=== DIRECTIVE ===
Return each line in the items below that contains the word "grassland".

=== THE RECORDS ===
★ ★ ★ ★ ★

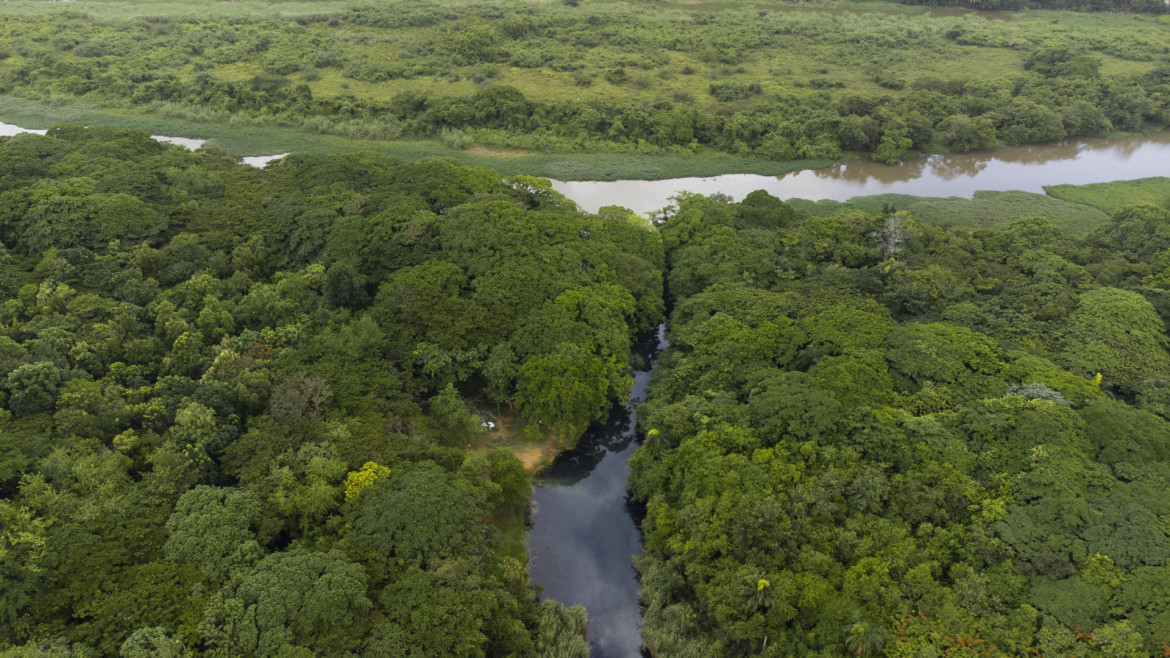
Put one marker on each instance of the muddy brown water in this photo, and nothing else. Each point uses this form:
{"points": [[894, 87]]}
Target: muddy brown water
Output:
{"points": [[955, 175]]}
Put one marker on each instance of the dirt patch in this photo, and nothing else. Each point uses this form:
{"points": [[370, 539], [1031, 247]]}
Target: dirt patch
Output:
{"points": [[534, 452], [495, 153]]}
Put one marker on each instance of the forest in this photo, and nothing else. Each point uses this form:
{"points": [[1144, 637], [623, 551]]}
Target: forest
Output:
{"points": [[242, 413], [769, 82], [878, 437], [242, 410]]}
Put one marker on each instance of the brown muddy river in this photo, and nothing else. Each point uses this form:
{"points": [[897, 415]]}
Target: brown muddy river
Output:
{"points": [[957, 175]]}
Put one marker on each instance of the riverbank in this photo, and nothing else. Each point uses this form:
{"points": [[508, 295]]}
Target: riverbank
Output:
{"points": [[242, 138]]}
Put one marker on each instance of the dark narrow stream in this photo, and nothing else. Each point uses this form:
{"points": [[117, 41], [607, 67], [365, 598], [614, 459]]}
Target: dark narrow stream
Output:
{"points": [[584, 530]]}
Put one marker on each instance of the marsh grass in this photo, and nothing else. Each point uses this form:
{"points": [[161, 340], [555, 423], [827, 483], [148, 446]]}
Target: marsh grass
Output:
{"points": [[1112, 197]]}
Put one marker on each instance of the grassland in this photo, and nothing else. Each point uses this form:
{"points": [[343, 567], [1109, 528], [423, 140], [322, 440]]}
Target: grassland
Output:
{"points": [[612, 89], [1112, 197]]}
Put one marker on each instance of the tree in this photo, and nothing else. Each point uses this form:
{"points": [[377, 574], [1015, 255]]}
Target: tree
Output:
{"points": [[153, 642], [566, 390], [21, 550], [1119, 334], [213, 528], [415, 516], [290, 597], [33, 388]]}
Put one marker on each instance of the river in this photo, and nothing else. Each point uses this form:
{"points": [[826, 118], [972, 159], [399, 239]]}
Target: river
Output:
{"points": [[1027, 168], [585, 534], [190, 143]]}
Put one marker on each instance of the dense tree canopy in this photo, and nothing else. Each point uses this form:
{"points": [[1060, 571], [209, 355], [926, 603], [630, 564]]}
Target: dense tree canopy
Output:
{"points": [[955, 450], [242, 409]]}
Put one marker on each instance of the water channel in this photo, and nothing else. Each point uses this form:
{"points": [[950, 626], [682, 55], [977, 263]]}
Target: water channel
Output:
{"points": [[190, 143], [584, 532], [1027, 168]]}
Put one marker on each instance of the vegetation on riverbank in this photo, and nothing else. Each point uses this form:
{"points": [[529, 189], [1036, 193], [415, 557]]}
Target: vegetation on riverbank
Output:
{"points": [[235, 403], [876, 437], [768, 82]]}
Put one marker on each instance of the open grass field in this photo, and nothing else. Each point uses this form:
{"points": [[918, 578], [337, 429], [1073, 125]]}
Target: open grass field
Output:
{"points": [[659, 89]]}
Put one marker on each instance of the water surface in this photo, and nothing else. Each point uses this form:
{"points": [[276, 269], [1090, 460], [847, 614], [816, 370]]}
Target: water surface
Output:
{"points": [[1027, 168], [585, 534], [190, 143]]}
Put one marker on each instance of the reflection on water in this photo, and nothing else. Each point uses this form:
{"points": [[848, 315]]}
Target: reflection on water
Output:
{"points": [[1027, 168], [584, 532], [8, 130], [190, 143]]}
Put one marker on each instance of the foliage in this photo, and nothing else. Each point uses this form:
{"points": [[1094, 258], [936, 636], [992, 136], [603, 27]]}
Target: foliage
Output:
{"points": [[239, 427]]}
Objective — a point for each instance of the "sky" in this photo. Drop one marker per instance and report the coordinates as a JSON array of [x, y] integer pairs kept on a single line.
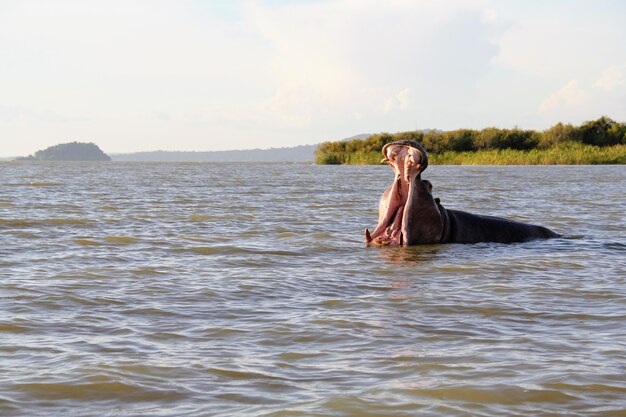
[[141, 75]]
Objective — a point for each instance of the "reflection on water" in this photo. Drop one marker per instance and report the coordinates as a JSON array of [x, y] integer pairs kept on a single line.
[[195, 289]]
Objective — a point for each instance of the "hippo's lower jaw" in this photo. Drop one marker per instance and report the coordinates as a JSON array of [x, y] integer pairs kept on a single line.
[[392, 228], [409, 215]]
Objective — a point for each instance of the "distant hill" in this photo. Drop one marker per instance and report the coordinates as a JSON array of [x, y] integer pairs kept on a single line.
[[302, 153], [73, 151]]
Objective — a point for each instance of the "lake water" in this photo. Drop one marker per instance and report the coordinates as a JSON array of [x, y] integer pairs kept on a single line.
[[198, 289]]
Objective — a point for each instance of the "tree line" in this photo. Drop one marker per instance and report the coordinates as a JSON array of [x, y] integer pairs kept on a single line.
[[601, 132]]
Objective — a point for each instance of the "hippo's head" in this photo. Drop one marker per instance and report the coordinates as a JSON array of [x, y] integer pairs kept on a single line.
[[408, 214]]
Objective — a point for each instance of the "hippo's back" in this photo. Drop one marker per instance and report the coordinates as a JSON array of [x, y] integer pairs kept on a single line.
[[473, 228]]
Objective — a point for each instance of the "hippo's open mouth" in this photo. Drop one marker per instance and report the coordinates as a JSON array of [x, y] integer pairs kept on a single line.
[[407, 159]]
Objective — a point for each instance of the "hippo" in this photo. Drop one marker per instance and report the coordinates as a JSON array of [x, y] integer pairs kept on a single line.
[[409, 215]]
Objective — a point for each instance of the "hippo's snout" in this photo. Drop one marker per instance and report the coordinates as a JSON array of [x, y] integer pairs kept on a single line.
[[407, 159]]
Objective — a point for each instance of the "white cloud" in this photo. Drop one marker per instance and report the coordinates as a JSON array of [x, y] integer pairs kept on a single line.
[[612, 78], [399, 101], [570, 95], [180, 75]]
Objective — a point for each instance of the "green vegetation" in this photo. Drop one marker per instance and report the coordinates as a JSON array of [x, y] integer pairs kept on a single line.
[[601, 141], [74, 151]]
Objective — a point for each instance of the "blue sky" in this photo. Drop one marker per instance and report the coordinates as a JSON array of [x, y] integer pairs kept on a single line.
[[139, 75]]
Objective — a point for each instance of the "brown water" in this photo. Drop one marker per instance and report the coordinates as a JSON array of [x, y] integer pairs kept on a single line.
[[130, 289]]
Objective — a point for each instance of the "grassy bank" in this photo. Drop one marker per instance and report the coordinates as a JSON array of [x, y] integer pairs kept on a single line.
[[601, 141], [564, 154], [570, 153]]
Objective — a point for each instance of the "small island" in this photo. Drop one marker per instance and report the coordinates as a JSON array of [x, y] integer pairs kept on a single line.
[[601, 141], [73, 151]]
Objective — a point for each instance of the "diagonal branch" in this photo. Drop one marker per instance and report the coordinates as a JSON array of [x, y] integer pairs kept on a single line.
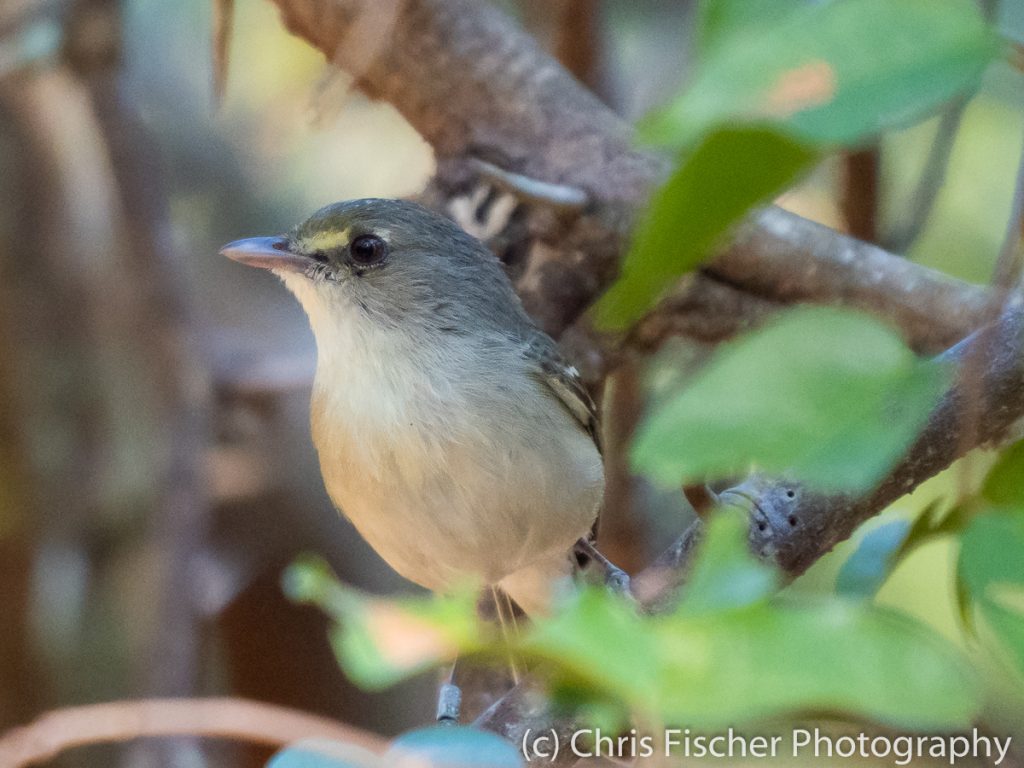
[[477, 87]]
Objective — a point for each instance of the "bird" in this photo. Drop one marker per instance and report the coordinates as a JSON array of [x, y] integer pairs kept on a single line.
[[450, 429]]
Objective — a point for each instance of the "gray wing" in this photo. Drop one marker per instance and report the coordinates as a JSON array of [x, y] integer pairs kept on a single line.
[[563, 380]]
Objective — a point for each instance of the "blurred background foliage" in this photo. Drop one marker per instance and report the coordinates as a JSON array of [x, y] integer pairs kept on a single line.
[[136, 558]]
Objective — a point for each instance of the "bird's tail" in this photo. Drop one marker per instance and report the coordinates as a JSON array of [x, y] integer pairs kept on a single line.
[[536, 588]]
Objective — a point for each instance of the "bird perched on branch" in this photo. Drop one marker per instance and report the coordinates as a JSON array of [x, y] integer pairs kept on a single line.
[[450, 430]]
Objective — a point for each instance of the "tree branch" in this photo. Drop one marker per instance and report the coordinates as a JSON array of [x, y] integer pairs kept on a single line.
[[478, 88], [214, 718]]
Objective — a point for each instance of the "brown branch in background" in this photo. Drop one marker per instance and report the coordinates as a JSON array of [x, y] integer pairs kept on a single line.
[[236, 719], [508, 102], [475, 86], [930, 183], [859, 195], [795, 526], [783, 257]]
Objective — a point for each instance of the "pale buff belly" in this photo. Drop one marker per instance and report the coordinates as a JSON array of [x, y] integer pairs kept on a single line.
[[473, 508]]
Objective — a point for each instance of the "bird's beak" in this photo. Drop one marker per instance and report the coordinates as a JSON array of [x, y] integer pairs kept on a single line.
[[266, 253]]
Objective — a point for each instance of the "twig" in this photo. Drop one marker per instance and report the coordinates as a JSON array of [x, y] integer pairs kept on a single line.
[[932, 178], [236, 719]]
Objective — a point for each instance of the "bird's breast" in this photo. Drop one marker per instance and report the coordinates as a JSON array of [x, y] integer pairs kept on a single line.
[[448, 481]]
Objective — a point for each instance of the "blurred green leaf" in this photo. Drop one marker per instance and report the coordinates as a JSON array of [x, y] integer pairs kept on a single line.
[[750, 658], [726, 574], [834, 73], [381, 641], [730, 171], [453, 747], [1005, 482], [991, 567], [320, 753], [719, 19], [866, 569], [830, 396], [754, 658], [834, 656], [884, 548]]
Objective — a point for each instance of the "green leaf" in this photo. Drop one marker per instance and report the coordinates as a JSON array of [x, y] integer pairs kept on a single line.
[[834, 656], [379, 641], [1005, 482], [834, 73], [830, 396], [730, 171], [322, 753], [720, 19], [453, 747], [764, 660], [725, 574], [991, 567], [866, 569]]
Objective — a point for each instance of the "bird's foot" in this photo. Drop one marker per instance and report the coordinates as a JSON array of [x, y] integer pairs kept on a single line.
[[449, 704], [614, 579]]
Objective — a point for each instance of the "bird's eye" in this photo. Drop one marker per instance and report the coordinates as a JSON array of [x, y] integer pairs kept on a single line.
[[368, 249]]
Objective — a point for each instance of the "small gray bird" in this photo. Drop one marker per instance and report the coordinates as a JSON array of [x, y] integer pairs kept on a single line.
[[450, 430]]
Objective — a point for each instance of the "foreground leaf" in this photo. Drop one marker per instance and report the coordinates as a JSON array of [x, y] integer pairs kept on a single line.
[[379, 641], [1005, 482], [991, 567], [866, 569], [834, 73], [830, 396]]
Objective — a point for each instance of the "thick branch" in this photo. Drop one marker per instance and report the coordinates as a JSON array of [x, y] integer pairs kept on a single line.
[[795, 526], [783, 257]]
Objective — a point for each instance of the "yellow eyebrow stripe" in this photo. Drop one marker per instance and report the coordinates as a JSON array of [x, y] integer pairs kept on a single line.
[[327, 241]]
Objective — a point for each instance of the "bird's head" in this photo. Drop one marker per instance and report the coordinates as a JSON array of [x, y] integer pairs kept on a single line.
[[389, 262]]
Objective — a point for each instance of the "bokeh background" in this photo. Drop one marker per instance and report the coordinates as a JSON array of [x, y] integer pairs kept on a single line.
[[156, 470]]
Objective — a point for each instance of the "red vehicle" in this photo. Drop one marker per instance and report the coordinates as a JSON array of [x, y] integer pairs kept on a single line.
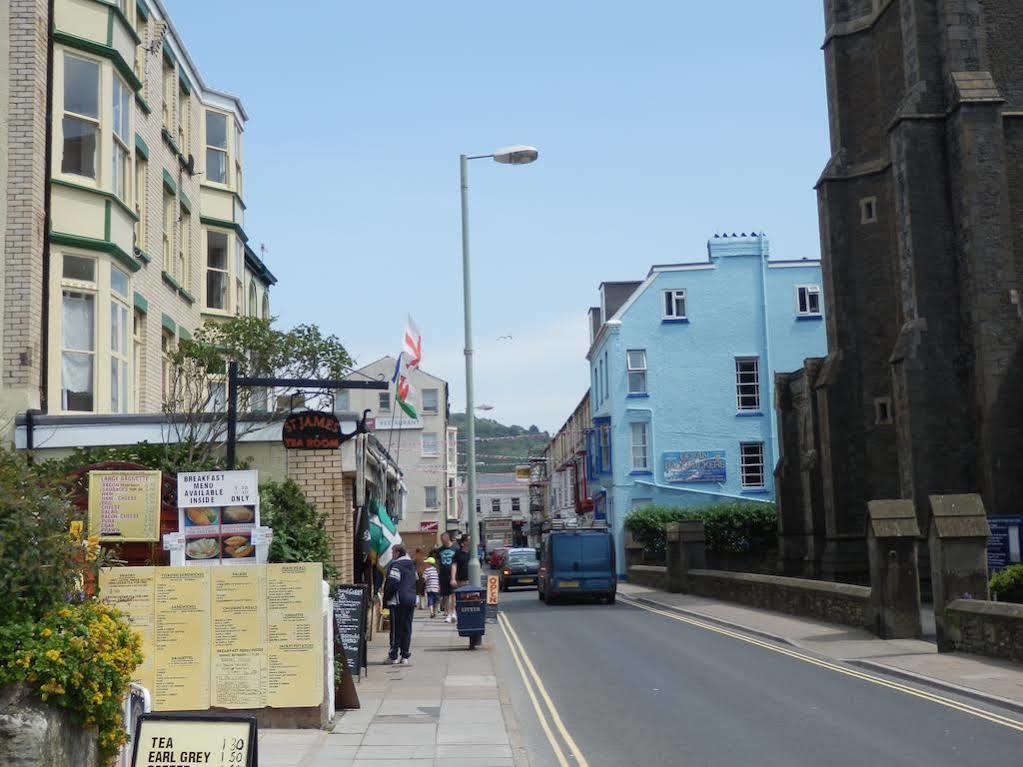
[[497, 556]]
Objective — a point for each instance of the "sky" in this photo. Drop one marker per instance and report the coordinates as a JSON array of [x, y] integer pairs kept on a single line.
[[659, 123]]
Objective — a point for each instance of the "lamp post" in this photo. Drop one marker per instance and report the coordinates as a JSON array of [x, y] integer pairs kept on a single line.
[[508, 155]]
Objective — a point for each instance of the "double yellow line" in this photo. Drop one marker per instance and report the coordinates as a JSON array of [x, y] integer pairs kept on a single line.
[[940, 700], [535, 688]]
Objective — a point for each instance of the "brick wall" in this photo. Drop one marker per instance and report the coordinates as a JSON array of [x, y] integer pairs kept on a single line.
[[23, 238], [318, 474]]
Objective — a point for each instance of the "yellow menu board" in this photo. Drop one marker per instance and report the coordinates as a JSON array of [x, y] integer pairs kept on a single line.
[[182, 639], [206, 741], [125, 505], [239, 658], [295, 634], [132, 590]]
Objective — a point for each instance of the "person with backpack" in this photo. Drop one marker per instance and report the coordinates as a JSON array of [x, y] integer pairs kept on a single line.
[[433, 579], [399, 596]]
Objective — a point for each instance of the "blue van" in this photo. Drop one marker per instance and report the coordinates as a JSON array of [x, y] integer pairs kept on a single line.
[[578, 561]]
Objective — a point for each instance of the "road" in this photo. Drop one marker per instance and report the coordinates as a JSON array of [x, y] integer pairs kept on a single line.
[[634, 687]]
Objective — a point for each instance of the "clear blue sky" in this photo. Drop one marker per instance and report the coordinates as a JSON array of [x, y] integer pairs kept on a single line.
[[658, 124]]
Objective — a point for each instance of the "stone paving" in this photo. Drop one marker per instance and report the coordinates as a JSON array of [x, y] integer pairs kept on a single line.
[[445, 709], [987, 678]]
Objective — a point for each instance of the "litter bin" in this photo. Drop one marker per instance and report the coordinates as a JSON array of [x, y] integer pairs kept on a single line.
[[471, 611]]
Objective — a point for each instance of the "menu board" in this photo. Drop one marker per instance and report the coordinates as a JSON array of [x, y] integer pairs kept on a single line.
[[231, 637], [132, 590], [238, 663], [182, 639], [125, 505], [295, 636], [180, 741], [350, 624]]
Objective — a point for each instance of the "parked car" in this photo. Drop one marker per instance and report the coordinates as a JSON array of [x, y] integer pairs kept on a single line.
[[521, 568], [578, 562], [497, 556]]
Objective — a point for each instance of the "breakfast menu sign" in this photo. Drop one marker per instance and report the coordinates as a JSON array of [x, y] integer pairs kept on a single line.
[[226, 637], [217, 513]]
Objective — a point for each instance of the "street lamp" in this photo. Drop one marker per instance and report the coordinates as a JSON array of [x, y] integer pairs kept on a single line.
[[517, 154]]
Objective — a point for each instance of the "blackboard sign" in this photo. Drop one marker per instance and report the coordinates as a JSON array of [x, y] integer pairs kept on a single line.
[[350, 624]]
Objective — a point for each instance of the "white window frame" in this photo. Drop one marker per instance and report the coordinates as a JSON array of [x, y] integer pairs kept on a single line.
[[670, 303], [437, 400], [803, 303], [224, 272], [426, 497], [636, 367], [639, 441], [221, 149], [94, 121], [747, 385], [121, 342], [751, 463]]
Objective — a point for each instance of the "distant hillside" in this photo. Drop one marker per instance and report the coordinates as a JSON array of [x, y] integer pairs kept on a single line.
[[499, 448]]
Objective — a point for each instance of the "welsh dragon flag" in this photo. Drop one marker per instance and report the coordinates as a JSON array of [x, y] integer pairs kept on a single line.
[[402, 389], [383, 534]]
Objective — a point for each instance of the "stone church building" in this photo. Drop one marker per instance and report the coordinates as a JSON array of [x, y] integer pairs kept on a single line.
[[921, 211]]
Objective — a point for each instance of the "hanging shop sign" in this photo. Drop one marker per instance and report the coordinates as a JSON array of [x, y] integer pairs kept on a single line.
[[188, 741], [311, 430], [125, 505], [698, 465]]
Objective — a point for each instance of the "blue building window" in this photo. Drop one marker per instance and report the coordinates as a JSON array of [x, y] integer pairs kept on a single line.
[[636, 363]]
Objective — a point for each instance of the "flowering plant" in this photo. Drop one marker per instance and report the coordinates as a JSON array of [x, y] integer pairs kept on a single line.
[[80, 657]]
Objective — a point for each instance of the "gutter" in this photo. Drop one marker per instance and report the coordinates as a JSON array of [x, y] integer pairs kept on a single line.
[[44, 345]]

★ ★ ★ ★ ★

=== CORRECT RESULT ===
Put one marker on each instance of the grassland in this photo, and nothing else. Each point uses this form:
Target: grassland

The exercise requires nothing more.